Le régime juridique du jeu vidéo en droit d'auteur
Quelques commentaires sur le rapport parlementaire rendu par M. le député Patrice Martin-Lalande le 30 novembre 2011
C'est avec un plaisir certain que l'auteur de ces lignes a pris connaissance du rapport tant attendu, sur le régime juridique du jeu vidéo en droit d'auteur. M. le député n'hésite pas en effet à encourager les studios à recourir à des juristes, soulignant que " Si tous les studios de développement employaient au moins un juriste, celui-ci pourrait conclure in concreto tous les contrats nécessaires à la production d'un jeu vidéo dans le respect des règles du Code de la propriété intellectuelle ". Dont acte. Messieurs (Mesdames) les studios, ne craignez pas, s'il vous plaît, de faire appel à des juristes pour éviter de marquer n'importe quoi dans vos contrats.
Las, tout juriste que je suis, je dois avouer bien humblement qu'en dépit de mes connaissances en propriété intellectuelle, les difficultés juridiques évoquées par le rapport paraissent, en l'état actuel du droit, quasi insurmontables.

= Lignes répertoriées =

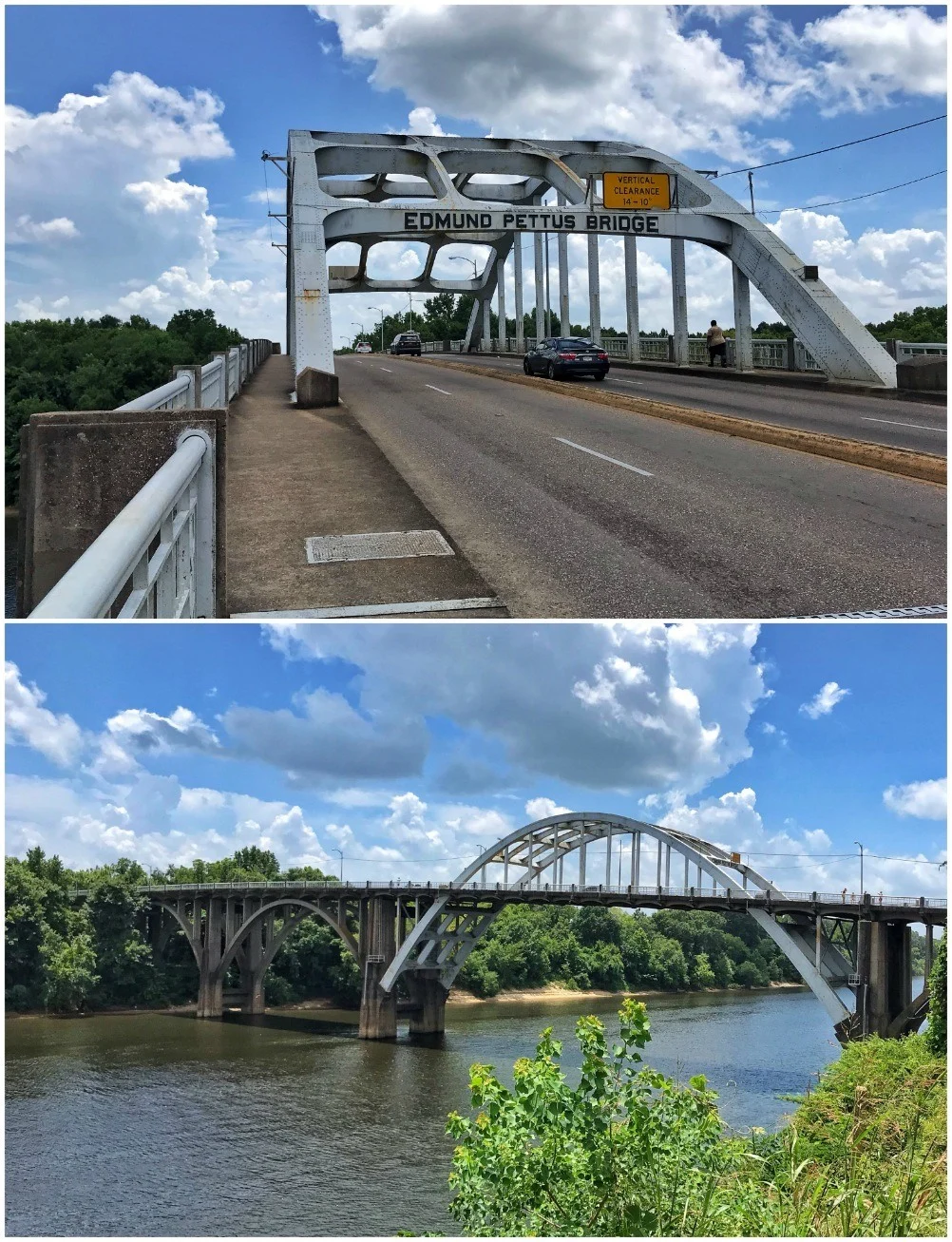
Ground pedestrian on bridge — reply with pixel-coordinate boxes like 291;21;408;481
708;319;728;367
---
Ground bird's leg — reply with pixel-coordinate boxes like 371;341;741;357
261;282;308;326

= Défis =
- 1) Reformulez plus brièvement le paragraphe de l'extrait du document qui commence par « C'est avec un plaisir certain », en gardant ses faits principaux.
- 2) D'après l'extrait du document, à quelle date le député Patrice Martin-Lalande a-t-il rendu son rapport ?

= En réponse =
- 1) L'auteur a lu avec plaisir le rapport très attendu sur le régime juridique du jeu vidéo en droit d'auteur. Le député y encourage les studios à recourir à des juristes. Selon lui, un juriste dans chaque studio pourrait conclure in concreto tous les contrats nécessaires à la production d'un jeu, dans le respect du Code de la propriété intellectuelle. L'auteur en prend acte et invite les studios à faire appel à des juristes pour éviter d'écrire n'importe quoi dans leurs contrats.

- 2) Le 30 novembre 2011.